The perfect opportunity to test this theory arose at St Vincent’s Private Hospital Toowoomba in Queensland, Australia. Under the guidance of Dr. Jeremy Fernando, the ICU Director, the hospital was nearing the completion of a brand-new ICU wing in late 2023. This provided a rare "blank slate" for our research. We could sample the environment while it was still pristine and then track exactly how the microbial landscape changed once the doors opened to patients and staff.
This ambitious study was a collaborative effort bringing together experts from the University of Southern Queensland (UniSQ), Queensland University of Technology (QUT), St Vincent’s Hospital, and the University of Queensland. Led by myself and my Vacation Research Experience Student (VRES), Ms. Aasha McMurray-Jones, the team conducted intensive sampling throughout 2023 and 2024. They targeted every conceivable high-touch surface: doorknobs, desks, bed rails, light switches, and even the nooks and crannies of sinks and showers. These are the "highways" of bacterial transmission, where microbes hitch a ride from the environment to a patient.

* _WORK TO COMPLETE_
1. In the ICU study passage, who was the ICU Director guiding the hospital?
2. Copy the ICU study passage from "The perfect opportunity" to "patients and staff.".

* _DATA EXTRACT_
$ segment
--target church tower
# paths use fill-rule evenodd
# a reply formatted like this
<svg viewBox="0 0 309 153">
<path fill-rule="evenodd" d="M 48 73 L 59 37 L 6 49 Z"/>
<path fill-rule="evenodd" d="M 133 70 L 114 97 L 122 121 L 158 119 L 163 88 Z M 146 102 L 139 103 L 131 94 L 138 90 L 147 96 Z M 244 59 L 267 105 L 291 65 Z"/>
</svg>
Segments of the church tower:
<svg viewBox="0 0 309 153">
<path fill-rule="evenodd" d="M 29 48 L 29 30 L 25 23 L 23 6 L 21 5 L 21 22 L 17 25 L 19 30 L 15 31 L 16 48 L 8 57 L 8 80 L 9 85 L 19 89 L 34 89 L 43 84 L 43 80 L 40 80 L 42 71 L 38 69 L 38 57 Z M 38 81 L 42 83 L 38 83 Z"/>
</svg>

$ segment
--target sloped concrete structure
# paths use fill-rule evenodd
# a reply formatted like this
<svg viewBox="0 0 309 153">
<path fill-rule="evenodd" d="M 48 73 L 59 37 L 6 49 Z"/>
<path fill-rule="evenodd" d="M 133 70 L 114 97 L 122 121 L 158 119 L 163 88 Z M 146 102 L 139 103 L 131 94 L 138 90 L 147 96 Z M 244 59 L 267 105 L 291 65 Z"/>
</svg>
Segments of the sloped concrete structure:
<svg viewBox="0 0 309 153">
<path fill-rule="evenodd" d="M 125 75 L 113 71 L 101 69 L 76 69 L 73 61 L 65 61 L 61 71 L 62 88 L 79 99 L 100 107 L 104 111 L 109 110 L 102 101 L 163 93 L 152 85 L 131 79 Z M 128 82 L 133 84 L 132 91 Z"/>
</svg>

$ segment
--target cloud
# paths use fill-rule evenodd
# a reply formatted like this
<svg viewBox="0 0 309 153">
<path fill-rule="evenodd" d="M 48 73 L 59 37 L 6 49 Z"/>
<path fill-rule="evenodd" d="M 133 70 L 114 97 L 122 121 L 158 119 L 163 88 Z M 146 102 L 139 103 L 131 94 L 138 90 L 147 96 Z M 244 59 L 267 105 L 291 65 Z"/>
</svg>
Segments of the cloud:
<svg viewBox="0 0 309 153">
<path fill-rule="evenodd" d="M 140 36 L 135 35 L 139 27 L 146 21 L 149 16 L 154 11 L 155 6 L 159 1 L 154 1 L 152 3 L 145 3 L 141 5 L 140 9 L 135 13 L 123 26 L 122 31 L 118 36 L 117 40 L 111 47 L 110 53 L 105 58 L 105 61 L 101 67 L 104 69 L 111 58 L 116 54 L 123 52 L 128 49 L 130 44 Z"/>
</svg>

* _TASK-BY-TASK OUTPUTS_
1. Dr. Jeremy Fernando

2.
The perfect opportunity to test this theory arose at St Vincent’s Private Hospital Toowoomba in Queensland, Australia. Under the guidance of Dr. Jeremy Fernando, the ICU Director, the hospital was nearing the completion of a brand-new ICU wing in late 2023. This provided a rare "blank slate" for our research. We could sample the environment while it was still pristine and then track exactly how the microbial landscape changed once the doors opened to patients and staff.